### Aim
Can you rewrite the entries below, putting "mark" in place of every "indicate" and leaving everything else the same?

### Data supplied
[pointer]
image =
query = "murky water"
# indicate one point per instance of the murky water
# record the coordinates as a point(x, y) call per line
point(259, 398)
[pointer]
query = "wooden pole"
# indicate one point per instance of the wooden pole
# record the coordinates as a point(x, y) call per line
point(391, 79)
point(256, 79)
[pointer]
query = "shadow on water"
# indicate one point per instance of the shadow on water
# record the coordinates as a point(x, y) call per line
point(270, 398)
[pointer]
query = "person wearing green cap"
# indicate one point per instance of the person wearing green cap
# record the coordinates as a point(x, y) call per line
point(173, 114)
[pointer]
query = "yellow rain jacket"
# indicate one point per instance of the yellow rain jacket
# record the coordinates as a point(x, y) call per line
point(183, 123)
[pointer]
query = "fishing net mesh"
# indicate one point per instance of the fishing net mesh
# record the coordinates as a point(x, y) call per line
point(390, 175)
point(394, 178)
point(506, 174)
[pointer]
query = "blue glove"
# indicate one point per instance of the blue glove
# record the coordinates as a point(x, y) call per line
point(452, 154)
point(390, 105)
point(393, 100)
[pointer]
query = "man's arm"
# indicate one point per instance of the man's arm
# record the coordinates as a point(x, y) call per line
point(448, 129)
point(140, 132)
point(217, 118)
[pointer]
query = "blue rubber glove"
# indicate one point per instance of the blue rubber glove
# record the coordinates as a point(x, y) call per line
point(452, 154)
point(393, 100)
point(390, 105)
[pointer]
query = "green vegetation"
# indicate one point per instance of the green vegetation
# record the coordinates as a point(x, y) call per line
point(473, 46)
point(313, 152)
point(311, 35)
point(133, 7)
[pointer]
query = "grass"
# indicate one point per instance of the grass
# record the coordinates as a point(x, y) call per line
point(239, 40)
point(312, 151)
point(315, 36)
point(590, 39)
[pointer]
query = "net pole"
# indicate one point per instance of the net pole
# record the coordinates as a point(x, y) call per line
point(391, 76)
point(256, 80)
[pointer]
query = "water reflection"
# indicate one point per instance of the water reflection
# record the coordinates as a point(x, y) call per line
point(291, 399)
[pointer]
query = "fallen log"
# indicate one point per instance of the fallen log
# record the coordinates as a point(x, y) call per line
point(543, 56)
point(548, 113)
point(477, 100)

### Task result
[pointer]
image =
query = "murky water"
# mark one point per instance of the murky water
# record the coordinates as a point(x, y) call per line
point(259, 398)
[pointer]
query = "wooden pole"
# mark one point per instance of the wooden pole
# record the coordinates as a point(x, y) call per line
point(391, 79)
point(256, 79)
[pointer]
query = "shadow on water"
# mark one point per instance of the shadow on water
# record the coordinates as a point(x, y) call per line
point(270, 398)
[pointer]
query = "person wearing green cap"
# mark one point per instance of the person wearing green cap
# record the coordinates as a point(x, y) call per line
point(173, 114)
[pointer]
query = "yellow rain jacket"
# mark one point per instance of the yellow rain jacket
# record the coordinates as a point(x, y) call per line
point(183, 123)
[pointer]
query = "fishing net mesh"
# mark one point per instance of the fishing net mesh
# record the coordinates as a point(x, y) call per line
point(390, 175)
point(394, 178)
point(506, 174)
[pointer]
query = "blue glove"
# mark one point per instance of the blue glove
# record the coordinates as a point(x, y) call per line
point(452, 154)
point(390, 105)
point(393, 100)
[pointer]
query = "man's arm"
# mark one point per instance of the man's arm
# record the coordinates as a point(x, y) call per line
point(448, 129)
point(140, 132)
point(217, 118)
[pointer]
query = "blue rubber glove"
# mark one point per instance of the blue rubber glove
# record the coordinates as a point(x, y) call per line
point(452, 154)
point(393, 100)
point(390, 105)
[pointer]
query = "green vegetation"
# mark one point per instance of the green vegetation
# record the coordinates as a point(x, y) call per line
point(473, 46)
point(313, 152)
point(311, 35)
point(133, 7)
[pointer]
query = "grass"
# mark one point per instance of the grass
# record the coordinates as a point(x, y) call per line
point(239, 40)
point(312, 151)
point(315, 36)
point(590, 39)
[pointer]
query = "net pole"
# mark one point per instance of the net pole
# record the coordinates as a point(x, y) call per line
point(391, 76)
point(256, 80)
[pointer]
query = "water reflection"
# mark one point per instance of the water reflection
# record the coordinates as a point(x, y) call per line
point(291, 399)
[pointer]
query = "fallen log"
# mark one point per instance of the fallen log
# record the coordinates as a point(x, y) call per line
point(543, 56)
point(548, 113)
point(477, 100)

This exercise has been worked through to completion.